**Requirement:**
Make an exact copy of all the entries, but do not reproduce the pictures.

**Input:**
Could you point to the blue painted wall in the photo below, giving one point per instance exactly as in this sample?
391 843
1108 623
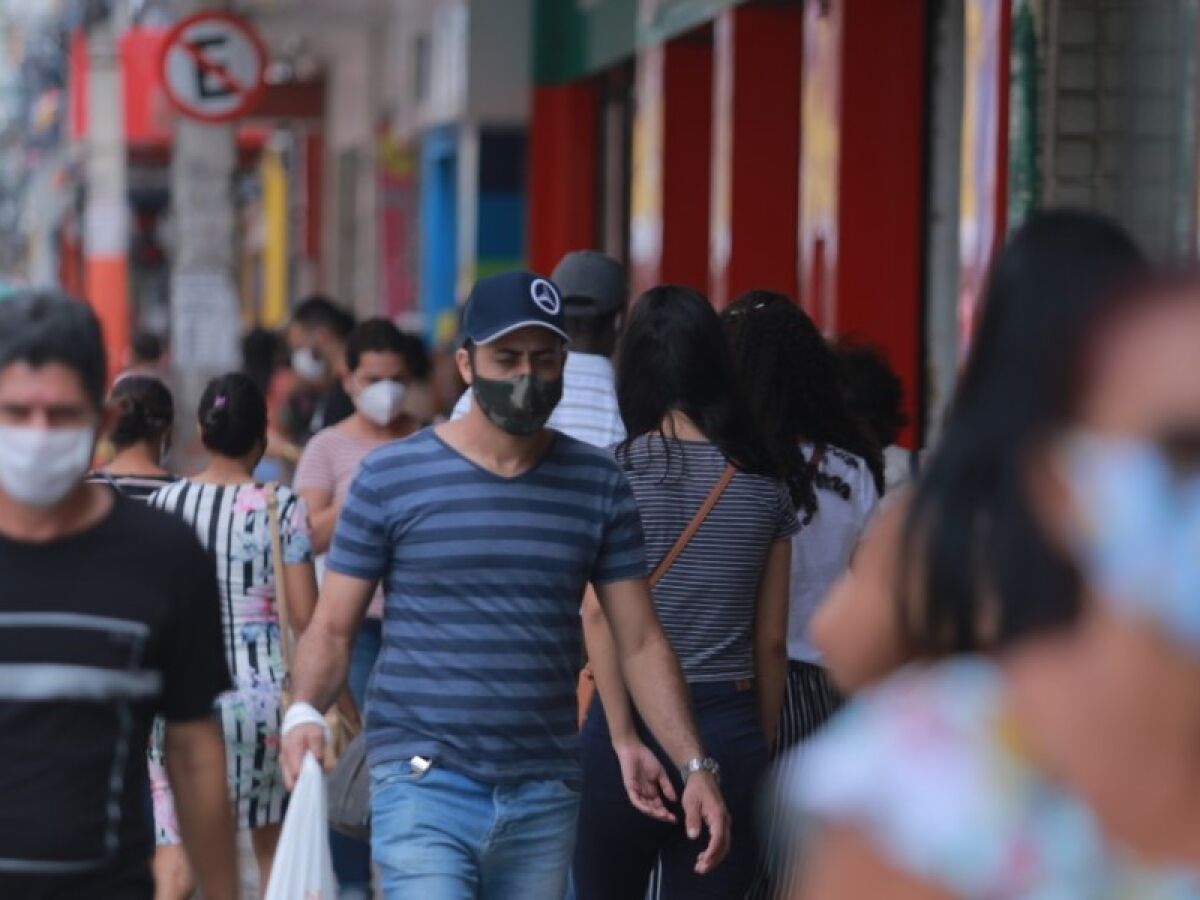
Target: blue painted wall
439 229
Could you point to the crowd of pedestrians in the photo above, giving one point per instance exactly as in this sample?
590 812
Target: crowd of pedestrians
657 609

**Answer for this exercise:**
Could you point to the blue painted wall in the photo below, giving one point per instance exactly as in this sample?
391 843
1108 623
Target: blue painted wall
439 229
Could you point to the crowd of pedestrians in the photo above, giving one point per instance exactly as in this sample?
590 812
Target: crowd of pedestrians
657 609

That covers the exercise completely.